## Provided information
================================
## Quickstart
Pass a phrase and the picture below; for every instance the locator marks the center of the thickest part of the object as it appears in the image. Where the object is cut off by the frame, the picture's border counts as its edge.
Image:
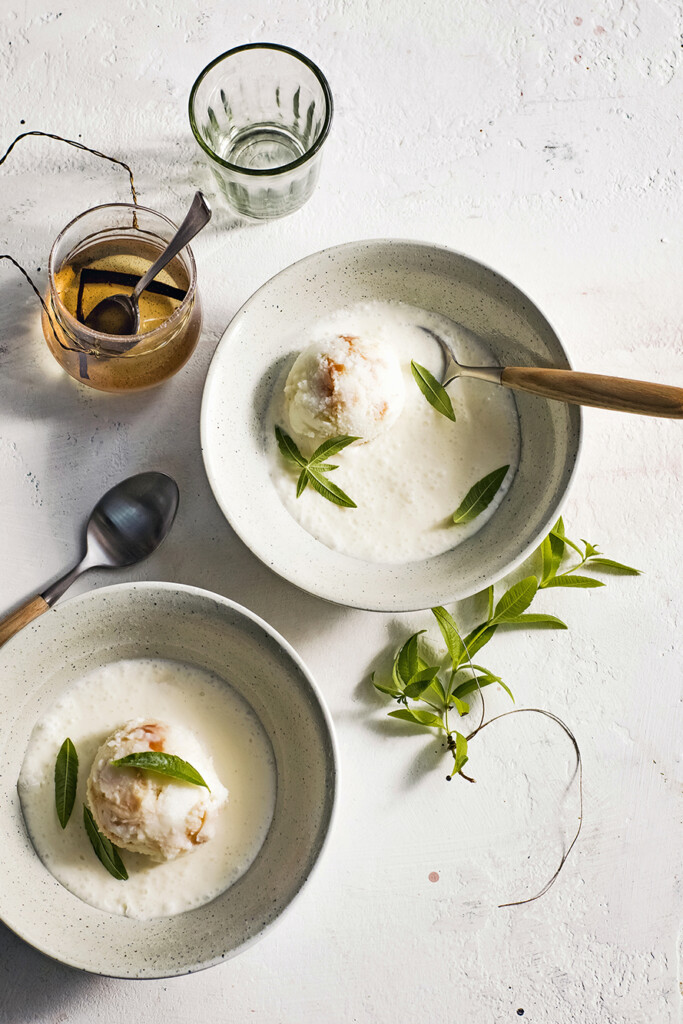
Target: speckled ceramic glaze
(157, 620)
(250, 359)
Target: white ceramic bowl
(250, 359)
(156, 620)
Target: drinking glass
(261, 114)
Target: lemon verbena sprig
(428, 693)
(314, 470)
(416, 685)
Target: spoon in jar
(126, 525)
(120, 313)
(570, 385)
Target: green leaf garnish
(536, 619)
(289, 449)
(609, 565)
(420, 682)
(408, 662)
(477, 683)
(433, 391)
(162, 764)
(570, 581)
(552, 550)
(330, 448)
(66, 780)
(329, 489)
(413, 680)
(107, 852)
(451, 635)
(479, 496)
(516, 600)
(418, 717)
(461, 754)
(479, 636)
(313, 470)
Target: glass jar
(119, 242)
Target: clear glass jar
(121, 239)
(261, 114)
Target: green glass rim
(264, 171)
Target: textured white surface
(544, 138)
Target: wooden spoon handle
(16, 620)
(594, 389)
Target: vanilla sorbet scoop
(143, 811)
(344, 385)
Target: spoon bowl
(125, 526)
(616, 393)
(120, 314)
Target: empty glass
(261, 114)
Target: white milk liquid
(408, 482)
(228, 731)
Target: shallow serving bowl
(249, 361)
(156, 620)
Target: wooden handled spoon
(126, 525)
(572, 386)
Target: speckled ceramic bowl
(249, 361)
(156, 620)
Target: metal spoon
(569, 385)
(120, 313)
(126, 525)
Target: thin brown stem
(579, 771)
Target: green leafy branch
(429, 695)
(314, 470)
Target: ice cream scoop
(145, 812)
(343, 384)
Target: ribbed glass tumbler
(261, 114)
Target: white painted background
(543, 137)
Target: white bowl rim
(321, 591)
(331, 738)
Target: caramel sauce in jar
(91, 268)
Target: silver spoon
(570, 385)
(126, 525)
(120, 313)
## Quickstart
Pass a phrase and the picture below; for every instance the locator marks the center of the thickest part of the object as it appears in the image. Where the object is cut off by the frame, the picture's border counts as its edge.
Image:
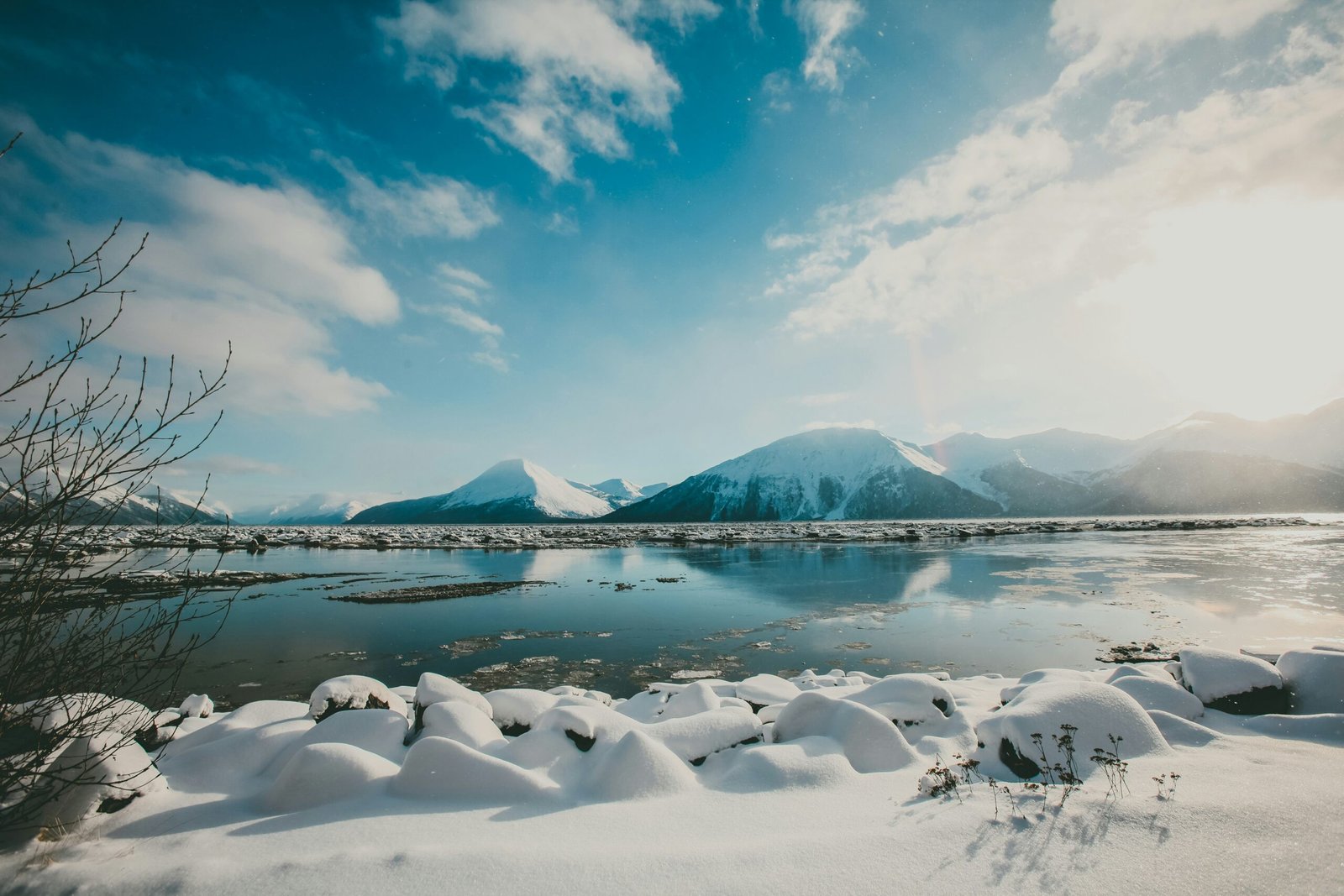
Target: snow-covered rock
(353, 692)
(443, 768)
(434, 688)
(766, 689)
(1231, 681)
(198, 705)
(1039, 676)
(324, 773)
(909, 699)
(1097, 711)
(1167, 696)
(515, 710)
(869, 741)
(461, 721)
(638, 768)
(1315, 678)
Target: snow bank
(638, 768)
(869, 741)
(1315, 678)
(324, 773)
(461, 721)
(1231, 681)
(1027, 726)
(434, 688)
(1166, 696)
(907, 699)
(109, 768)
(443, 768)
(353, 692)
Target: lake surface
(969, 606)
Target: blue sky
(638, 237)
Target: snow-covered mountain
(512, 490)
(622, 492)
(835, 473)
(315, 510)
(118, 506)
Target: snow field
(685, 788)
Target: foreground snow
(804, 785)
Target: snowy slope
(522, 479)
(837, 473)
(512, 490)
(622, 492)
(315, 510)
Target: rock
(869, 741)
(1315, 678)
(1095, 711)
(353, 692)
(1233, 681)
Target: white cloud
(581, 71)
(1105, 35)
(1179, 255)
(420, 206)
(468, 285)
(824, 24)
(268, 268)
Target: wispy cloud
(468, 286)
(1169, 226)
(824, 24)
(266, 266)
(581, 71)
(420, 204)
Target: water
(983, 605)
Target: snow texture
(1213, 674)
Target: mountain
(315, 510)
(835, 473)
(510, 492)
(118, 506)
(622, 492)
(1310, 439)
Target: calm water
(983, 605)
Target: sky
(635, 238)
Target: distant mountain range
(1207, 464)
(514, 490)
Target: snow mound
(434, 688)
(804, 763)
(353, 692)
(222, 765)
(461, 721)
(443, 768)
(870, 741)
(521, 479)
(515, 710)
(378, 731)
(198, 705)
(324, 773)
(694, 738)
(111, 772)
(1039, 676)
(638, 768)
(909, 699)
(1097, 712)
(77, 715)
(1315, 678)
(1166, 696)
(766, 689)
(1231, 681)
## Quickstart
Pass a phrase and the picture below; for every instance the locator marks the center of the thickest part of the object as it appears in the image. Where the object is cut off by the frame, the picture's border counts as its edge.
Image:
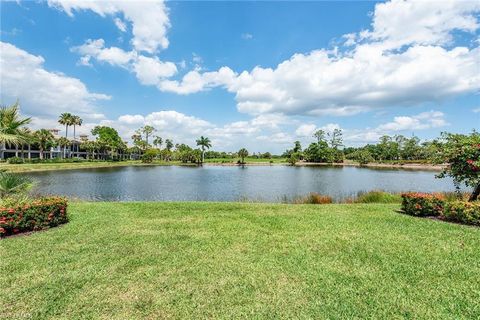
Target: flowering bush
(423, 204)
(36, 215)
(462, 154)
(463, 212)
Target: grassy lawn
(247, 160)
(31, 167)
(239, 260)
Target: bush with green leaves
(463, 212)
(362, 156)
(15, 160)
(462, 154)
(423, 204)
(149, 155)
(35, 215)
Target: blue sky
(253, 74)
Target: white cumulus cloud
(41, 91)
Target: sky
(248, 74)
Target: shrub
(36, 215)
(377, 196)
(313, 198)
(15, 160)
(149, 155)
(423, 204)
(463, 212)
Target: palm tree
(157, 142)
(147, 130)
(243, 153)
(44, 138)
(204, 142)
(76, 121)
(169, 144)
(67, 120)
(63, 143)
(11, 126)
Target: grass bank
(238, 260)
(32, 167)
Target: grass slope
(234, 260)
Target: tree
(243, 153)
(149, 155)
(336, 139)
(90, 147)
(363, 156)
(204, 142)
(108, 138)
(45, 139)
(319, 135)
(147, 131)
(67, 120)
(294, 158)
(157, 142)
(297, 147)
(11, 125)
(63, 143)
(462, 154)
(76, 121)
(168, 144)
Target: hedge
(39, 214)
(423, 204)
(463, 212)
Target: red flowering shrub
(423, 204)
(463, 212)
(39, 214)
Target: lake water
(216, 183)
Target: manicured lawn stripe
(237, 260)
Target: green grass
(31, 167)
(248, 160)
(237, 260)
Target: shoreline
(43, 167)
(406, 166)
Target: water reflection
(216, 183)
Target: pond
(217, 183)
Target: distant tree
(67, 120)
(44, 139)
(147, 131)
(76, 121)
(63, 143)
(108, 139)
(11, 125)
(243, 153)
(90, 147)
(294, 158)
(157, 142)
(204, 143)
(149, 155)
(169, 144)
(362, 156)
(297, 147)
(319, 135)
(462, 154)
(336, 138)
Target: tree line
(329, 148)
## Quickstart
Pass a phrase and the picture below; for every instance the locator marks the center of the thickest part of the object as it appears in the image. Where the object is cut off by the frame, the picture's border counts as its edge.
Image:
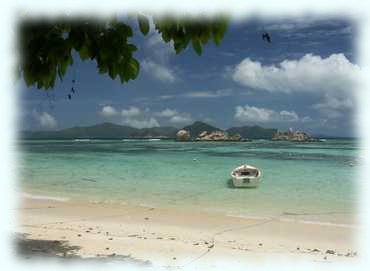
================================
## Exercise
Only the wording of the records is wanted: copy it all exactly and omit the pictures.

## Written response
## Quickstart
Pass a phrase and the picture below; for every instance the locator marks the center of the thickest part of the object as it appears in the image. Where the object is cut off by the frame, the picture's border counts as its edge.
Image:
Target: speckled ceramic glaze
(157, 620)
(250, 359)
Target: white ceramic bowl
(250, 359)
(156, 620)
Target: drinking glass
(261, 114)
Target: lemon verbena sprig
(428, 693)
(314, 470)
(416, 685)
Target: spoon in jar
(126, 525)
(120, 313)
(570, 385)
Target: green leaf garnish
(536, 619)
(289, 449)
(609, 565)
(420, 682)
(408, 662)
(477, 683)
(433, 391)
(162, 764)
(570, 581)
(552, 550)
(330, 448)
(66, 780)
(329, 489)
(413, 680)
(107, 852)
(451, 635)
(479, 496)
(516, 600)
(418, 717)
(461, 754)
(479, 636)
(313, 470)
Target: glass jar
(119, 242)
Target: clear glass jar
(121, 239)
(261, 114)
Target: green glass rim
(264, 171)
Target: textured white surface
(544, 138)
Target: wooden spoon handle
(16, 620)
(594, 389)
Target: vanilla sorbet scoop
(143, 811)
(344, 385)
Target: spoon bowl
(125, 526)
(616, 393)
(120, 314)
Target: empty glass
(261, 114)
Target: white milk liquid
(408, 482)
(228, 731)
Target: shallow serving bowl
(249, 361)
(156, 620)
Target: wooden handled spoon
(126, 525)
(572, 386)
Target: speckled ceramic bowl
(249, 361)
(156, 620)
Target: metal spoon
(569, 385)
(120, 313)
(126, 525)
Target: thin brown stem
(579, 771)
Target: green leafy branch
(429, 695)
(314, 470)
Target: ice cream scoop
(145, 812)
(343, 384)
Target: ribbed glass tumbler
(261, 114)
Target: white painted background
(543, 137)
Target: white bowl rim
(321, 591)
(331, 738)
Target: caramel sauce in jar
(91, 268)
Target: silver spoon
(570, 385)
(126, 525)
(120, 313)
## Quickstart
Pass a phrase and the picture below; for every instance the locator marks the center of the thickest part of the object as it appears in the image. Where the object is cut off by the frame, the picture's border counts as its edge.
Image:
Target: snow-covered rock
(353, 692)
(443, 768)
(434, 688)
(766, 689)
(1231, 681)
(198, 705)
(1039, 676)
(324, 773)
(909, 699)
(1097, 711)
(1167, 696)
(515, 710)
(869, 741)
(461, 721)
(638, 768)
(1315, 678)
Target: snow bank
(638, 768)
(869, 741)
(1315, 678)
(324, 773)
(461, 721)
(1231, 681)
(1027, 726)
(434, 688)
(1166, 696)
(907, 699)
(109, 768)
(443, 768)
(353, 692)
Target: lake surface
(969, 606)
Target: blue sky
(638, 237)
Target: snow-covered mountain
(512, 490)
(622, 492)
(835, 473)
(315, 510)
(118, 506)
Target: snow field
(685, 788)
Target: foreground snow
(804, 785)
Target: snowy slope
(522, 479)
(837, 473)
(512, 490)
(622, 492)
(315, 510)
Target: rock
(869, 741)
(1315, 678)
(1095, 711)
(353, 692)
(1233, 681)
Target: white cloud
(581, 71)
(1105, 35)
(1179, 255)
(420, 206)
(468, 285)
(824, 24)
(268, 268)
Target: wispy cloud
(468, 286)
(1169, 226)
(824, 24)
(266, 266)
(581, 71)
(420, 204)
Target: water
(983, 605)
Target: snow texture
(1213, 674)
Target: mountain
(315, 510)
(835, 473)
(510, 492)
(118, 506)
(622, 492)
(1310, 439)
Target: calm water
(983, 605)
Target: sky
(635, 238)
Target: distant mountain range
(1207, 464)
(514, 490)
Target: snow mound
(434, 688)
(804, 763)
(353, 692)
(222, 765)
(461, 721)
(443, 768)
(870, 741)
(521, 479)
(515, 710)
(378, 731)
(198, 705)
(324, 773)
(694, 738)
(111, 772)
(1039, 676)
(638, 768)
(909, 699)
(1097, 712)
(77, 715)
(1315, 678)
(1166, 696)
(766, 689)
(1231, 681)
## Quickstart
Pass a phrase and the picture below; for every instance the locator marks the center of the thickest part of the object as it appears in the image. Where the object is cut off by the frame, the picture's border counts as its edge.
Image:
Target: flowering bush
(423, 204)
(36, 215)
(462, 154)
(463, 212)
Target: grassy lawn
(247, 160)
(31, 167)
(239, 260)
Target: bush with green leaves
(463, 212)
(362, 156)
(15, 160)
(462, 154)
(423, 204)
(149, 155)
(35, 215)
Target: blue sky
(253, 74)
Target: white cumulus cloud
(41, 91)
Target: sky
(248, 74)
Target: shrub
(36, 215)
(377, 196)
(313, 198)
(15, 160)
(149, 155)
(423, 204)
(463, 212)
Target: palm tree
(157, 142)
(147, 130)
(243, 153)
(44, 138)
(204, 142)
(76, 121)
(169, 144)
(67, 120)
(63, 143)
(11, 126)
Target: grass bank
(238, 260)
(32, 167)
Target: grass slope
(234, 260)
Target: tree
(243, 153)
(149, 155)
(336, 139)
(90, 147)
(363, 156)
(204, 142)
(108, 138)
(45, 139)
(319, 135)
(147, 131)
(67, 120)
(294, 158)
(157, 142)
(297, 147)
(11, 125)
(63, 143)
(462, 154)
(76, 121)
(168, 144)
Target: hedge
(39, 214)
(423, 204)
(463, 212)
Target: red flowering shrub
(423, 204)
(463, 212)
(39, 214)
Target: lake water
(216, 183)
Target: manicured lawn stripe
(237, 260)
Target: green grass
(31, 167)
(248, 160)
(237, 260)
Target: shoreline
(43, 167)
(406, 166)
Target: water reflection
(216, 183)
Target: pond
(217, 183)
Target: distant tree
(67, 120)
(44, 139)
(147, 131)
(76, 121)
(63, 143)
(108, 139)
(11, 125)
(243, 153)
(90, 147)
(294, 158)
(157, 142)
(204, 143)
(149, 155)
(169, 144)
(362, 156)
(297, 147)
(319, 135)
(462, 154)
(336, 138)
Target: tree line
(329, 148)
## Quickstart
Pass a phrase and the picture below; for every instance the locator marks the center of the thickest part of the object as it appears in the image. Where the object is cut off by the frame, the picture's border counts as its edge.
Image:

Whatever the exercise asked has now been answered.